• _DATA SHOWN_
▼

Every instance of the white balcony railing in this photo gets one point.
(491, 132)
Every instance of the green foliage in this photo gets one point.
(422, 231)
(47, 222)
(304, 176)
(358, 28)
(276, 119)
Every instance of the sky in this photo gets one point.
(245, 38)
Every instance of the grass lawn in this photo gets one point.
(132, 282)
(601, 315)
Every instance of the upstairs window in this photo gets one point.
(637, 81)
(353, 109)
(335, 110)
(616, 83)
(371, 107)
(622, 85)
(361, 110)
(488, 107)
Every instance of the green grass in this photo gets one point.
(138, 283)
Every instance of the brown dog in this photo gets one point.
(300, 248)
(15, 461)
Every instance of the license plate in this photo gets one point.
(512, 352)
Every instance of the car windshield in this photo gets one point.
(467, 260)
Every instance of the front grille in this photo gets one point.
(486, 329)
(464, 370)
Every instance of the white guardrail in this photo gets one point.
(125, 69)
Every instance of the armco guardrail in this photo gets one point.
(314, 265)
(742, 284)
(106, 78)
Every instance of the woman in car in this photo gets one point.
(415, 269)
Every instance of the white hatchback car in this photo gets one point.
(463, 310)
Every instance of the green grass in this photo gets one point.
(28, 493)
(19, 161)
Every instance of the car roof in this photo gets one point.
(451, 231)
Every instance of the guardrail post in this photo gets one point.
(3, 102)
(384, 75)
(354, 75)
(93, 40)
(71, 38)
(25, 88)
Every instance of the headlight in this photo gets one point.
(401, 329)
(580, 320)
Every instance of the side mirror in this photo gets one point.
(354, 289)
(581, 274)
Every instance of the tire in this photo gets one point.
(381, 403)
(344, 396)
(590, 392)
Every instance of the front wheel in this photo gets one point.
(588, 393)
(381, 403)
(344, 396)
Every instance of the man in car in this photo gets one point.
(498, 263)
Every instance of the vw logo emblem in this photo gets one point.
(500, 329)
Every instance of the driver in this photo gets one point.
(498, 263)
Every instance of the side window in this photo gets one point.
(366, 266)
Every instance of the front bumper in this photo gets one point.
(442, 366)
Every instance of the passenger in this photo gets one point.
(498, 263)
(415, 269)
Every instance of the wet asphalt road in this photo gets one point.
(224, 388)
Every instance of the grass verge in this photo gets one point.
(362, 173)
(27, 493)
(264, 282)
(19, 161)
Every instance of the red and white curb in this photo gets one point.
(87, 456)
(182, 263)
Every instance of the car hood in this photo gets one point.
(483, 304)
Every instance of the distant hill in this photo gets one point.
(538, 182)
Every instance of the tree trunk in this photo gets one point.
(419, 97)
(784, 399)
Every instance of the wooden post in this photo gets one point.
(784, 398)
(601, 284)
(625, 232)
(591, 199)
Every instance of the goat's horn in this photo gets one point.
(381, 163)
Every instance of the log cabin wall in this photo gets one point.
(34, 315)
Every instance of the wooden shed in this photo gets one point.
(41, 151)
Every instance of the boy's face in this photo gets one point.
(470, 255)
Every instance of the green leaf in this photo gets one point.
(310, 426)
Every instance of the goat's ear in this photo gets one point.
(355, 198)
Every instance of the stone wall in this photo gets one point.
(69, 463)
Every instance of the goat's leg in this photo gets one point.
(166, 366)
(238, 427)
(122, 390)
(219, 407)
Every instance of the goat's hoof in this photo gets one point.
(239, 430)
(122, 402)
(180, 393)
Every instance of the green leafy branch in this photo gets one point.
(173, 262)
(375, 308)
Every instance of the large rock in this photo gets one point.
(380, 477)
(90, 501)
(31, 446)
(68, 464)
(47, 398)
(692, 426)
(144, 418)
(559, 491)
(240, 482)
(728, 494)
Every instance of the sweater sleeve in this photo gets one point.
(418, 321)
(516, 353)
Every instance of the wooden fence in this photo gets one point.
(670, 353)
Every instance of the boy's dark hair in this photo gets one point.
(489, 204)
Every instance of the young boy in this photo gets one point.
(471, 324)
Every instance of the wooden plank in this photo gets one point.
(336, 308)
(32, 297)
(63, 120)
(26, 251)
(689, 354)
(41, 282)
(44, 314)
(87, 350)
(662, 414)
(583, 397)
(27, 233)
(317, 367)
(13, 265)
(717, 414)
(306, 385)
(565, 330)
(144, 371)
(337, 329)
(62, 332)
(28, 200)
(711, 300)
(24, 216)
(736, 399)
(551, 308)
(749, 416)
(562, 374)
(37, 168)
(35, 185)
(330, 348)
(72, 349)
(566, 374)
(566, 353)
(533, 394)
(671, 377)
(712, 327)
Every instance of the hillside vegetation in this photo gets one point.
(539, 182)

▲

• _TASK ITEM_
Find the line containing "Every instance of the wooden plank" in the material above. Print it and every line after it through the end, exactly and only those.

• _RESULT FOR THIS TASK_
Every instance of the wooden plank in this photo gets one point.
(336, 308)
(32, 297)
(63, 120)
(26, 251)
(689, 354)
(41, 282)
(44, 314)
(87, 350)
(662, 414)
(583, 397)
(27, 233)
(317, 367)
(13, 265)
(717, 414)
(306, 385)
(565, 330)
(144, 371)
(337, 329)
(62, 332)
(28, 200)
(711, 300)
(24, 216)
(736, 399)
(551, 308)
(749, 416)
(562, 374)
(37, 168)
(35, 185)
(330, 348)
(72, 349)
(566, 374)
(566, 353)
(533, 394)
(671, 377)
(712, 327)
Every instance of the hillside vegetation in this photo gets one point.
(539, 182)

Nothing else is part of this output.